BRIEF: Quote, verbatim, all material below, without pictures.

DATA SUPPLIED:
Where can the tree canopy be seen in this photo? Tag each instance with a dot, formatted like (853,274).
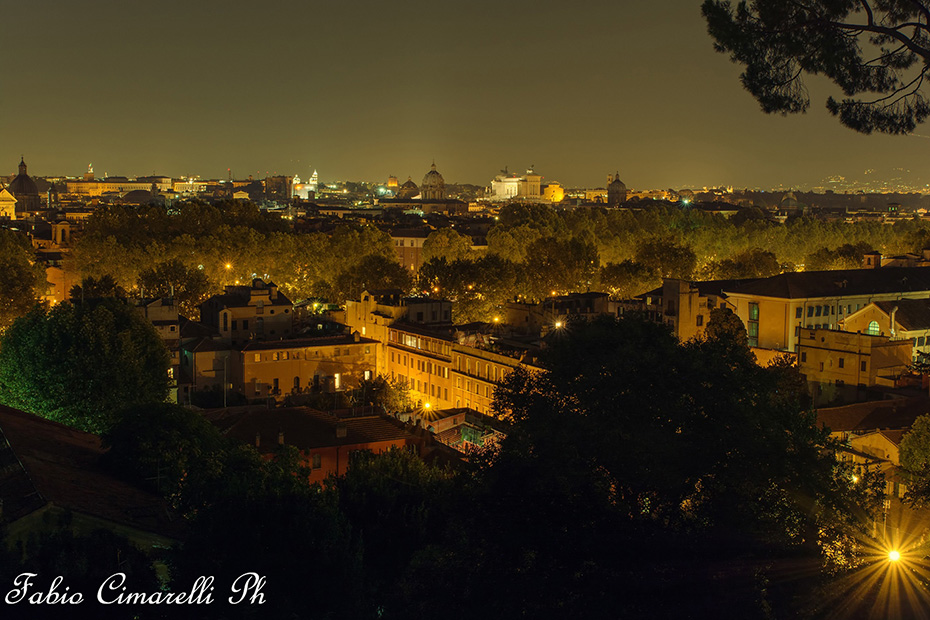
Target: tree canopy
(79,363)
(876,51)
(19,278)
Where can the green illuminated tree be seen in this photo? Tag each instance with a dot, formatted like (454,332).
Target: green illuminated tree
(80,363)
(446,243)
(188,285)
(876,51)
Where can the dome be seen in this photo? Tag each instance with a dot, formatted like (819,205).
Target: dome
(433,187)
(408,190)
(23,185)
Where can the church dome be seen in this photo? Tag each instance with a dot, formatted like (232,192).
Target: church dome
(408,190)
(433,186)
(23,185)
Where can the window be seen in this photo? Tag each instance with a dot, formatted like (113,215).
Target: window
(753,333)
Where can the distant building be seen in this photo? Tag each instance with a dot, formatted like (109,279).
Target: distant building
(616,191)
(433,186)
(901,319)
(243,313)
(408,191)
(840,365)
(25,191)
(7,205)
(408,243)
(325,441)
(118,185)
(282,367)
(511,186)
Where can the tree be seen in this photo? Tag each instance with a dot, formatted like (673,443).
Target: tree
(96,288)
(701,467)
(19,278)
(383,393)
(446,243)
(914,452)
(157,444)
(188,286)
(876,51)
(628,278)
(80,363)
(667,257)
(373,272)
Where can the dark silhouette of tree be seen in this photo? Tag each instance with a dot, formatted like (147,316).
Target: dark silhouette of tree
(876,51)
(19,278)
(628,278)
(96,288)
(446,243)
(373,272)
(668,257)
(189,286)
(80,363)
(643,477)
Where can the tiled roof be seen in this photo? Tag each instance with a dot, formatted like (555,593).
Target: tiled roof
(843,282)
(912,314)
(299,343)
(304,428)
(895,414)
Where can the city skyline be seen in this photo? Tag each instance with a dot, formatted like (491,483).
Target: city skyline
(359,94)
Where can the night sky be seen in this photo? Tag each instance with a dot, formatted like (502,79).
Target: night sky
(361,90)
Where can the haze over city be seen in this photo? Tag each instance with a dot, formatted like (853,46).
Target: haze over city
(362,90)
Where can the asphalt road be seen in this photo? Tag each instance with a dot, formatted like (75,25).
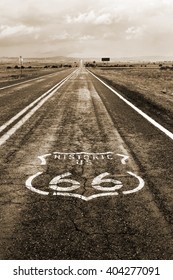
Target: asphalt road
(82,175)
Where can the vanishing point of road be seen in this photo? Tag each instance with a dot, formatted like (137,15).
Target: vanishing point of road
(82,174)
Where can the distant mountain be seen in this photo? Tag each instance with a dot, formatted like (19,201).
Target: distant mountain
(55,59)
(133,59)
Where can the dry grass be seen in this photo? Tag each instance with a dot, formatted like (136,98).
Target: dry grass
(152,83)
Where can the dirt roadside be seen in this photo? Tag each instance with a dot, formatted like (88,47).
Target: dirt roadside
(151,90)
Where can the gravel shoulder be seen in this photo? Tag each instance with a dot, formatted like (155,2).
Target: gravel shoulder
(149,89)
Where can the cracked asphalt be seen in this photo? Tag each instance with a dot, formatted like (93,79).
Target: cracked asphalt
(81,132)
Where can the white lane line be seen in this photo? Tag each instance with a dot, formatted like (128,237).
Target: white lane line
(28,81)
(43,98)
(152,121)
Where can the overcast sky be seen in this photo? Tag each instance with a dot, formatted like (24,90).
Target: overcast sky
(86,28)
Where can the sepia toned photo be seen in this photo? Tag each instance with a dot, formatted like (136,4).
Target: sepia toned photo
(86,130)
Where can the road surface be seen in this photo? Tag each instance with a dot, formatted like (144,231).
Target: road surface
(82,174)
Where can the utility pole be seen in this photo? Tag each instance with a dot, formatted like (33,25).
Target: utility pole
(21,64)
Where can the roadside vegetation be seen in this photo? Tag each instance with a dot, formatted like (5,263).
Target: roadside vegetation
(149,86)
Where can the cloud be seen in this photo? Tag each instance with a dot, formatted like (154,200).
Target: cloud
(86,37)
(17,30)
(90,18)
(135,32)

CORRECT OUTPUT:
Where can the tree canopy be seen in this photo? Tag each instance with a dot, formatted like (853,274).
Target: tree canopy
(79,363)
(876,51)
(19,278)
Where can the green illuminated tree be seen in this photo? Tag each instance with a dot, formatted like (454,332).
Target: green illuminated tree
(80,363)
(446,243)
(188,285)
(876,51)
Where can the dome be seen in this photo? Tag each instance with a dot, formatted like (819,205).
Target: dome
(433,187)
(408,190)
(23,185)
Where can the church dome be seen in this photo? Tag each instance with a dot, formatted like (232,192).
Target: church dome
(408,190)
(433,186)
(23,185)
Where can the window be seen in this photo? Tag each instance with a dot, formatted like (113,215).
Target: window
(753,333)
Where can the distant building be seen in this photo? Tag each instance with a dot, formatted like (109,279).
Target: distant building
(616,191)
(433,186)
(901,319)
(243,313)
(408,191)
(840,365)
(25,191)
(7,205)
(408,243)
(325,441)
(118,185)
(282,367)
(511,186)
Where can the tree be seen in this photo? Tag each instance with a dot, formatted like (673,443).
Target: tree
(96,288)
(701,467)
(19,278)
(383,393)
(446,243)
(914,452)
(157,444)
(188,286)
(876,51)
(628,278)
(80,363)
(667,257)
(373,272)
Where can the dark silhouette of tree be seen in this photo? Tag each instance with a dot, formatted like (147,316).
Target: dark silhouette of tree
(876,51)
(19,278)
(628,278)
(96,288)
(446,243)
(373,272)
(668,257)
(189,286)
(80,363)
(643,477)
Where can the tiled roof be seen in this photo? Tag each instance with a dot, formatted like (555,593).
Target: tiled roof
(843,282)
(912,314)
(299,343)
(304,428)
(895,414)
Where can the city skyline be seen in this photo? Tag each instance with a dot, formatted like (491,483).
Target: city skyline
(359,94)
Where can the night sky be seen in this photo? Tag each instance with a dot, formatted like (502,79).
Target: night sky
(361,90)
Where can the haze over city be seen in this photo? Tag each instance with a dot, formatted like (853,46).
Target: haze over city
(362,90)
Where can the asphalt road be seen in this photo? Tag each instance with a dot, formatted like (75,25).
Target: asphalt road
(82,175)
Where can the vanishing point of road be seen in this photo? Tag each instance with a dot, formatted like (137,15).
Target: vanishing point of road
(82,174)
Where can the distant mountain be seen in this photo? Tag each instance with a dot, formatted like (19,201).
Target: distant mountain
(55,59)
(133,59)
Where can the dry grass be seen in this photo? Tag each instance with a dot, formatted like (136,98).
Target: dry grass
(152,83)
Where can the dirt roadside be seen in this photo? Tag each instance with a dot, formatted like (88,47).
Target: dirt roadside
(151,90)
Where can the gravel shoulder be seen in this photo? Tag each instance with a dot, formatted like (155,2).
Target: gravel shoulder
(149,89)
Where can the cracked asphalt be seen in this photo? Tag each instance with a dot, formatted like (93,79).
Target: cracked asphalt
(81,132)
Where can the white lane line be seen in this photo? Tag each instance with a dot, formatted like (128,237).
Target: white lane line
(28,81)
(43,98)
(152,121)
Where can the overcast sky be seen in this photo? Tag each instance with a dot, formatted like (24,90).
Target: overcast sky
(86,28)
Where can the sepia toned photo be seen in this photo? Tag each instance with a dot, formatted like (136,4).
Target: sepia toned photo
(86,130)
Where can the road surface be seen in this photo? Tag each instance with a dot, formatted like (144,231).
Target: road surface
(82,174)
Where can the utility pole be seen in this photo? Tag each instance with a dot, formatted like (33,25).
Target: utility pole
(21,64)
Where can the roadside vegetation be seen in this photo? Tag each instance with a dot, formatted like (5,263).
Target: roadside vegetation
(149,86)
Where can the cloud be seen in this photo? Tag each instance with a dot, formatted like (154,200).
Target: cloud
(86,37)
(17,30)
(90,18)
(135,32)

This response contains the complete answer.